Another fun way to add some denim to your duds is with denim shoes. A great look is wearing navy slacks or pants, with a ruffled or feminine blouse, then slipping your feet into a fabulous pair of denim high heels, and carrying a denim handbag.
Dress dainty in durable denim!
Denim has been used in the United States since the late 18th century. Denim was introduced to California by Levi Strauss – who in 1853 during the California Gold Rush- imported denim fabric from France and used the strong material to create sturdy, solid trousers, that would later become the infamous blue jeans.
I do believe the world over is familiar with Levi jeans!
“Blue jean baby, L.A. lady…”
Over time, denim will usually fade, which is considered desirable by some fashion plates. Dry or raw denim (the opposite of washed denim) is denim that is not washed after having been dyed during production.
I must say, the blue jean production has caused major fashion seduction amongst those who love to wear denim!

-=-=-

PROBLEMS TO SOLVE:
• a. Check each statement against the passage on denim. For each one, answer yes or no and quote the exact words of the passage that decide it.
(i) Levi Strauss brought denim fabric over from France.
(ii) Dry or raw denim is washed after it has been dyed.
(iii) Denim has been used in the United States since the late 18th century.
• b. According to the passage on denim, in what year did Levi Strauss import denim fabric?
• c. Carry on the passage on denim from its last sentence.

DATA SECTION:

-=-=-

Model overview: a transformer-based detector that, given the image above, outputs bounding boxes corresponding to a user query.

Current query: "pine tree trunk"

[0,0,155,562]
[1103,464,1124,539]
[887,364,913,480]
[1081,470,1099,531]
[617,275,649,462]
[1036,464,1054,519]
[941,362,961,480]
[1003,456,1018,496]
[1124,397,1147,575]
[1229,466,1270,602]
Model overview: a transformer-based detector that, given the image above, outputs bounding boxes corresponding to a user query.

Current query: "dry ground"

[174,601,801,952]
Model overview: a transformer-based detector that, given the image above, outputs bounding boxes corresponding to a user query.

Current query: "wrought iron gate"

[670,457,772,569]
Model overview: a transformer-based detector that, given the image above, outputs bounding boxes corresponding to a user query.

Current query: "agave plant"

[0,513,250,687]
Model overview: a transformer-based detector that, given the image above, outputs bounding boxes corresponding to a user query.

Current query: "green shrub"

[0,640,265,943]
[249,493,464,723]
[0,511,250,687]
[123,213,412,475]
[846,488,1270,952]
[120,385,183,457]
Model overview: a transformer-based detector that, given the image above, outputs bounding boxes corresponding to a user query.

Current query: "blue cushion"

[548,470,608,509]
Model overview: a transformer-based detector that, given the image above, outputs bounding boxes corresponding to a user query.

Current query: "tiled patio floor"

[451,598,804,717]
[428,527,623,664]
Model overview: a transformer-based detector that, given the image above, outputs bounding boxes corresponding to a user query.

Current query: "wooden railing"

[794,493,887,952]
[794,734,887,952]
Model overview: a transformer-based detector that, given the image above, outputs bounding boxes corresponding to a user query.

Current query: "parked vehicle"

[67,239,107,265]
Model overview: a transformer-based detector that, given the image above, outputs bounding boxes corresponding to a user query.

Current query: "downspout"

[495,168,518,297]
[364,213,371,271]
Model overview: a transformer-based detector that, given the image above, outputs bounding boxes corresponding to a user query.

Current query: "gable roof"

-=-=-

ANSWERS FOR THE TASKS:
• a.
(i) Yes: "imported denim fabric from France"
(ii) No: "denim that is not washed after having been dyed during production"
(iii) Yes: "Denim has been used in the United States since the late 18th century."

• b. 1853, during the California Gold Rush.

• c.
Denim Warning: When dressed in the stylish, vogue material that is denim, you may snarl traffic by causing a major denim disruption!
Patterns of faded denim have become a much revered fashion staple. Such patterns are considered a way to “personalize” the denim garment, with your own signature flair.
Types of faded denim patterns include:
- Combs or Honeycombs: Faded lines that are found behind the knees.
- Whiskers: Faded streaks that surround the crotch area of the jeans.
- Stacks: The inseam of the jeans are hemmed a few inches longer than the actual leg length, with the extra fabric stacking on top of the shoe, causing a faded area to form around the ankle, extending up to the calf.
- Train Tracks: These appear on the outseams of the denim. This pattern forms two sets of parallel fades which resemble train tracks.
Your denim may fade, but you will never fade into the background when adorned in delicious denim duds!
Denim Fun Fact: Selvage denim is the edge of a fabric as it comes from the loom. Selvages are woven or knit so that they will not fray, ravel or curl. Selvage denim is made by means of using one continuous cross-yarn (the weft), which is passed back and forth through vertical warp beams.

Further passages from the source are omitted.